#### [PROBLEM STATEMENT]
Below are some records; retype all of them exactly.

■ ■ ■ ■ ■ ■ ■

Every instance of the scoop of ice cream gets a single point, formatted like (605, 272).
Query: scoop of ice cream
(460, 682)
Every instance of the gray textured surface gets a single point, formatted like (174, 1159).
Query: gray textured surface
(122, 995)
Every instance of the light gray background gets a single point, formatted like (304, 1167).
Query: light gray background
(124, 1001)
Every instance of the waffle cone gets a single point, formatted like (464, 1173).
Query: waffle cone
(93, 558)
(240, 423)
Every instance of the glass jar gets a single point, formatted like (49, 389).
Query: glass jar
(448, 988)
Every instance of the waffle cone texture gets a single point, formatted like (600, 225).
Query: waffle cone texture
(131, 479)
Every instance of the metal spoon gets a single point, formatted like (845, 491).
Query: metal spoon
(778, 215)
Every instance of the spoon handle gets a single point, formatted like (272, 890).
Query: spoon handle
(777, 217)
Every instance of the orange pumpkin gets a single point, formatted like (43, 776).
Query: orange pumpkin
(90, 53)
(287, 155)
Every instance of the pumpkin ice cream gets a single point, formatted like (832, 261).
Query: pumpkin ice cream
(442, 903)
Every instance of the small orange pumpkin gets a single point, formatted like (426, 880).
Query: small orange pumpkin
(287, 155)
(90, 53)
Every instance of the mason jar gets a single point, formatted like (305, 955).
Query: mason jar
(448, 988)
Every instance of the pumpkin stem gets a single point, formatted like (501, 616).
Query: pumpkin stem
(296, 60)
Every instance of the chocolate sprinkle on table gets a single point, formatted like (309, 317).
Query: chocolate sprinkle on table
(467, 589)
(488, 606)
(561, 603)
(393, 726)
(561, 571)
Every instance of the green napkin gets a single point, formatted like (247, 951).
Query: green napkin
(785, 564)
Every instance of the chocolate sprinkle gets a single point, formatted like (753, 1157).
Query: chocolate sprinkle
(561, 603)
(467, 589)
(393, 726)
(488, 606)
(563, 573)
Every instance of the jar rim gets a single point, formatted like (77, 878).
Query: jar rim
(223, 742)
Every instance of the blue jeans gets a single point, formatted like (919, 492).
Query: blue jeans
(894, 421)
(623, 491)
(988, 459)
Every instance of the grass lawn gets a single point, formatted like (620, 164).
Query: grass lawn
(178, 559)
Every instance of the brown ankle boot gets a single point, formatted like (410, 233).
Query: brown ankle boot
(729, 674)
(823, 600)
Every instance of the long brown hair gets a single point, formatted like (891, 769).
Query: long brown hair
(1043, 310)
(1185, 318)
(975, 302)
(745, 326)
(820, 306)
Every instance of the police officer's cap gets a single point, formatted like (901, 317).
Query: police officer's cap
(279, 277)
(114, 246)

■ ■ ■ ■ ■ ■ ■

#### [EXERCISE RESPONSE]
Every instance of the scoop of ice cream gets a single point, formatted like (605, 272).
Query: scoop of ice cream
(460, 682)
Every instance of the gray textured surface gets a single point, formatted like (174, 1159).
Query: gray textured surface
(122, 995)
Every instance of the light gray background gets a single point, formatted like (304, 1167).
Query: light gray background
(124, 1001)
Every instance of the waffle cone gets a single point, formatted like (464, 1173).
Query: waffle cone
(93, 558)
(240, 423)
Every instance of the glass jar gets a single point, formatted like (49, 389).
Query: glass jar
(448, 988)
Every instance of the waffle cone texture gets a single point, formatted like (600, 225).
Query: waffle cone texture
(131, 479)
Every instance of the metal spoon gets a single point, formatted like (845, 491).
Query: metal spoon
(778, 215)
Every instance of the spoon handle gets a single point, formatted like (272, 890).
Query: spoon handle
(777, 217)
Every instance of the orange pumpkin gets a single point, formatted like (43, 776).
Query: orange pumpkin
(90, 53)
(287, 155)
Every instance of the pumpkin ice cream gets a single point, formatted like (832, 261).
Query: pumpkin ice cream
(442, 903)
Every instance of the small orange pumpkin gets a single point, formatted like (426, 880).
Query: small orange pumpkin
(287, 155)
(90, 53)
Every instance of the mason jar gets a single point, formatted like (305, 955).
Query: mason jar
(448, 988)
Every instance of the pumpkin stem gets a single point, formatted like (501, 616).
Query: pumpkin stem
(296, 60)
Every instance of the chocolate sprinkle on table gets a single point, formatted like (309, 317).
Query: chocolate sprinkle on table
(467, 589)
(488, 606)
(561, 603)
(393, 726)
(561, 571)
Every instance of the green napkin gets a single point, formatted like (247, 951).
Query: green napkin
(785, 564)
Every instance of the chocolate sprinkle gets a single point, formatted like (753, 1157).
Query: chocolate sprinkle
(561, 603)
(467, 589)
(393, 726)
(488, 606)
(563, 573)
Every instance of the jar rim gets a single point, formatted like (77, 878).
Query: jar rim
(223, 742)
Every instance of the blue jeans gets a single point, formatted like (919, 492).
Query: blue jeans
(894, 421)
(623, 491)
(988, 459)
Every instance of the grass lawn gets a single point, formatted like (620, 164).
Query: grass lawn
(178, 559)
Every instance of the brown ankle boot gets a single point, formatted like (410, 233).
Query: brown ankle boot
(729, 674)
(823, 600)
Every instance of the long brown hair gets a single point, formatted like (891, 769).
Query: long brown hair
(1043, 310)
(1185, 318)
(975, 302)
(745, 326)
(820, 306)
Every instance of the police officer's cap gets a single point, formatted like (901, 317).
Query: police officer's cap
(279, 277)
(114, 246)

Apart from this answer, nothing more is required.